■ Prompt: What lines below hold the string "grey"? Copy them all.

■ Available data:
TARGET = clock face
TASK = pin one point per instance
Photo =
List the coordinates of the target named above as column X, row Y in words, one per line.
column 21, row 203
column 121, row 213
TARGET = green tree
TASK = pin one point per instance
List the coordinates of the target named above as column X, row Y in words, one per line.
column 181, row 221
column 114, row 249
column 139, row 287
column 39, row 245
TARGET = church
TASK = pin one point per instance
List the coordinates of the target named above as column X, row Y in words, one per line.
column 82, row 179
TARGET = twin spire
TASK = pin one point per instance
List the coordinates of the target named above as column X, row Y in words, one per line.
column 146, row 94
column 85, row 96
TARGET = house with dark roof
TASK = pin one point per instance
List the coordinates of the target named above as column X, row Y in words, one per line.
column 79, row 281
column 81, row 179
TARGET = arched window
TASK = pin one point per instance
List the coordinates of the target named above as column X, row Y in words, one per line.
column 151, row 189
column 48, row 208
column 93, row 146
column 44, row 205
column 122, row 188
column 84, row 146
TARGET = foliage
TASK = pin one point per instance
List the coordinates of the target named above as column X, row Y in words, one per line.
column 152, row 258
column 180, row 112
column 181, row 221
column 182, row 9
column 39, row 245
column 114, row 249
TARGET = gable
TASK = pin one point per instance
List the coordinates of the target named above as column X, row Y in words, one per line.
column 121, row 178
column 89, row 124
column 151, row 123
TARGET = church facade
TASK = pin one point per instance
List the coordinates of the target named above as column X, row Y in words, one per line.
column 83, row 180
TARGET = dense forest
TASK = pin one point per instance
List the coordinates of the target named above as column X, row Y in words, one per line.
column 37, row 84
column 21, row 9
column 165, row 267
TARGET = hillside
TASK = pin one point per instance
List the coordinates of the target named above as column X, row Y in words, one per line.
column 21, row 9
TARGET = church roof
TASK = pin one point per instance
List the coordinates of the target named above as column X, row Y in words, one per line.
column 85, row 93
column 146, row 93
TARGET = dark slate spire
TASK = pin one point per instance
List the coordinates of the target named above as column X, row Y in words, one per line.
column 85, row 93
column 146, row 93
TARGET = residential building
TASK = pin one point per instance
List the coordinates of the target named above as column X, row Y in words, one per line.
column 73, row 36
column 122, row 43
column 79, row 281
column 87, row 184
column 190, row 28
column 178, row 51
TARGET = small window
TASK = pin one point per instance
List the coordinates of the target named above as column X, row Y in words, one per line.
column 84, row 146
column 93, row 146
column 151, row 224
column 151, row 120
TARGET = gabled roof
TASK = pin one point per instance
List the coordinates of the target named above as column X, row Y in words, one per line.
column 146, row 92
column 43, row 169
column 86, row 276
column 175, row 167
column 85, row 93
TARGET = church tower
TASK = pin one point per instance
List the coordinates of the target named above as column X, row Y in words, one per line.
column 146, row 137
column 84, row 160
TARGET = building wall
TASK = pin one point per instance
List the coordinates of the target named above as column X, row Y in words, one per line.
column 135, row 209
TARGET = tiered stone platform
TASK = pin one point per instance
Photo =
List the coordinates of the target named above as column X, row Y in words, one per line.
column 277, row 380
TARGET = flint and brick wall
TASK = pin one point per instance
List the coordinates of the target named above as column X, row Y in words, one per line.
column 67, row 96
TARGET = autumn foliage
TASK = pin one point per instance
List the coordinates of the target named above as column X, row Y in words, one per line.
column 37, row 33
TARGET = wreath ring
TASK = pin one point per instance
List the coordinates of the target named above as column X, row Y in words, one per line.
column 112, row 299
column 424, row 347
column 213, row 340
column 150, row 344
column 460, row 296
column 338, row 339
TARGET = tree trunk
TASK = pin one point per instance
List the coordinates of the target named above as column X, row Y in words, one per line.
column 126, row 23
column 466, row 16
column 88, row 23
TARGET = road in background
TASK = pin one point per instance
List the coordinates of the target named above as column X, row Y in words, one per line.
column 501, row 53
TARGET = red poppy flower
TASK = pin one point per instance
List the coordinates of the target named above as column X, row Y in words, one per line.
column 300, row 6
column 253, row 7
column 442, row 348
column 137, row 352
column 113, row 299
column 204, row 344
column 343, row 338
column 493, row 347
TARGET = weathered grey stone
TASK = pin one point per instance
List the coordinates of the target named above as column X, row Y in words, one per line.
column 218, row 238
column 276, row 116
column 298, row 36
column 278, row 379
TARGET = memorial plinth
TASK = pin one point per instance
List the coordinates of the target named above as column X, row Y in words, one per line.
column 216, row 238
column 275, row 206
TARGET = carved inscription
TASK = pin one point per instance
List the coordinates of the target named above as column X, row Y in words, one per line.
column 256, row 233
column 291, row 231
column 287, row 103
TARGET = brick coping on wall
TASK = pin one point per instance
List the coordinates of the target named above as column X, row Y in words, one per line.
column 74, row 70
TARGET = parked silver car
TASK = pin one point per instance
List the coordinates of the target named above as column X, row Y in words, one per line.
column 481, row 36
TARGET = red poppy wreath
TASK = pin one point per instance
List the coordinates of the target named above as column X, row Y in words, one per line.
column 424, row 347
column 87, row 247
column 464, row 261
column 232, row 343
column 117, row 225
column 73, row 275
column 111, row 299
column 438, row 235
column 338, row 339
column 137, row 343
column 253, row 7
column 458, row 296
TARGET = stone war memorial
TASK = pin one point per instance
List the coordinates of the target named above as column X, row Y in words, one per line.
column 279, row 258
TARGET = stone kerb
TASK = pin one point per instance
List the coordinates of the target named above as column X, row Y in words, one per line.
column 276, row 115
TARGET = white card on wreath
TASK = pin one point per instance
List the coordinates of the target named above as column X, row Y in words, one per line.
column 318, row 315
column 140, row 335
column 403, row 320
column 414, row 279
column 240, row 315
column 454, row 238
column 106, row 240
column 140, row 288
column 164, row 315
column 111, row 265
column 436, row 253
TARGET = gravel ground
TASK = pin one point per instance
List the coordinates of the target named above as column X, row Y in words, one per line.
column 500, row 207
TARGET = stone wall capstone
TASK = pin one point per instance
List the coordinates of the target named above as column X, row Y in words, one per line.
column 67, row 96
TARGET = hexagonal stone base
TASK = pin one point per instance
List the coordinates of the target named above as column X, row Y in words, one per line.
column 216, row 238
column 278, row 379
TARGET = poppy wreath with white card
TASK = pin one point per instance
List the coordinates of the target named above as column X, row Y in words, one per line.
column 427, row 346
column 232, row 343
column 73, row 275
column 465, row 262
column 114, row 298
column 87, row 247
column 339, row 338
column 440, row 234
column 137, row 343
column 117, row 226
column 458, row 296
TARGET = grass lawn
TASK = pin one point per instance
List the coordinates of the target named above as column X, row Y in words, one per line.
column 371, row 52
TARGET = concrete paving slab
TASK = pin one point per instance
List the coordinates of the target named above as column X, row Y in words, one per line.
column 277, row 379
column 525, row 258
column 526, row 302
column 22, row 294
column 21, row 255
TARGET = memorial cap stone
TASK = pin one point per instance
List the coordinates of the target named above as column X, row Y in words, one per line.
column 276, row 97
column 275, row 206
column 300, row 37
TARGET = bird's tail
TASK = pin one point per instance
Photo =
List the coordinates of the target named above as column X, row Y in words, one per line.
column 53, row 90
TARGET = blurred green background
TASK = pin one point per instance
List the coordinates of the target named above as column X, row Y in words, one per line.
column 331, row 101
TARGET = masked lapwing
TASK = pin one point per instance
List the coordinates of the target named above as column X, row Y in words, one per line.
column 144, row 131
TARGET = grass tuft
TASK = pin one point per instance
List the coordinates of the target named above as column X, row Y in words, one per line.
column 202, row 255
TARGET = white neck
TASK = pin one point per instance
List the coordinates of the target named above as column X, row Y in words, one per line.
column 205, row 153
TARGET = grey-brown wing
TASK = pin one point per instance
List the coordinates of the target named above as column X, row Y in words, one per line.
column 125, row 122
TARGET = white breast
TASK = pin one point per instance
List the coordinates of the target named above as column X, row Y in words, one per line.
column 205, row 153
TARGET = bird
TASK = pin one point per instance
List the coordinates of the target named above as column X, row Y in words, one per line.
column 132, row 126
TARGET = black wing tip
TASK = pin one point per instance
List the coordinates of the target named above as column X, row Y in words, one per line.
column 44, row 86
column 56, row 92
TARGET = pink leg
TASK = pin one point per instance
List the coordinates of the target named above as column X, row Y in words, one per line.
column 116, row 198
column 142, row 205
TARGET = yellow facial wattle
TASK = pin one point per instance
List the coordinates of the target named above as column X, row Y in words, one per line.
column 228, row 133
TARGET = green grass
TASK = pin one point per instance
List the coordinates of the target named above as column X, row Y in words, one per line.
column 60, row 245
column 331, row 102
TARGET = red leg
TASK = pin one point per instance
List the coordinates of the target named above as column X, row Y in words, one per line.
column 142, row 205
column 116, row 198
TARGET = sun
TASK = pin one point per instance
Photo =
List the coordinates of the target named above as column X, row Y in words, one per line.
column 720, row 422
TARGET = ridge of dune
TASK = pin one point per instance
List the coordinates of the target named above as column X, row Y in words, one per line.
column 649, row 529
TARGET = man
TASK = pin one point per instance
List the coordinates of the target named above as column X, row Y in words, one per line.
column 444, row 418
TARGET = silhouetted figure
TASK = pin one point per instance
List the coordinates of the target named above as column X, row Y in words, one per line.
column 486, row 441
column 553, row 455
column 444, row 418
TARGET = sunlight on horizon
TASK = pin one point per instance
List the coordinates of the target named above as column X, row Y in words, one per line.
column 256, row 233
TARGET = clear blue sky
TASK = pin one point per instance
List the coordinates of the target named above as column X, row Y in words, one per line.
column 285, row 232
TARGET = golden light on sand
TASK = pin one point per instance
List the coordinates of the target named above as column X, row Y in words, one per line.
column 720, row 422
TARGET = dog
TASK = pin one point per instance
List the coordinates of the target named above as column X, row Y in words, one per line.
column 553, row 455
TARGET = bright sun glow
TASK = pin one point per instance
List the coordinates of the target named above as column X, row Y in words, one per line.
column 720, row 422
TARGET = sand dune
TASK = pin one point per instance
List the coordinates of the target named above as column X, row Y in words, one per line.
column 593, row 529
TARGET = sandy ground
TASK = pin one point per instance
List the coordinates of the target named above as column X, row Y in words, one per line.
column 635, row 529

■ Output below:
TARGET = weathered grey stone
TARGET = grey-brown wing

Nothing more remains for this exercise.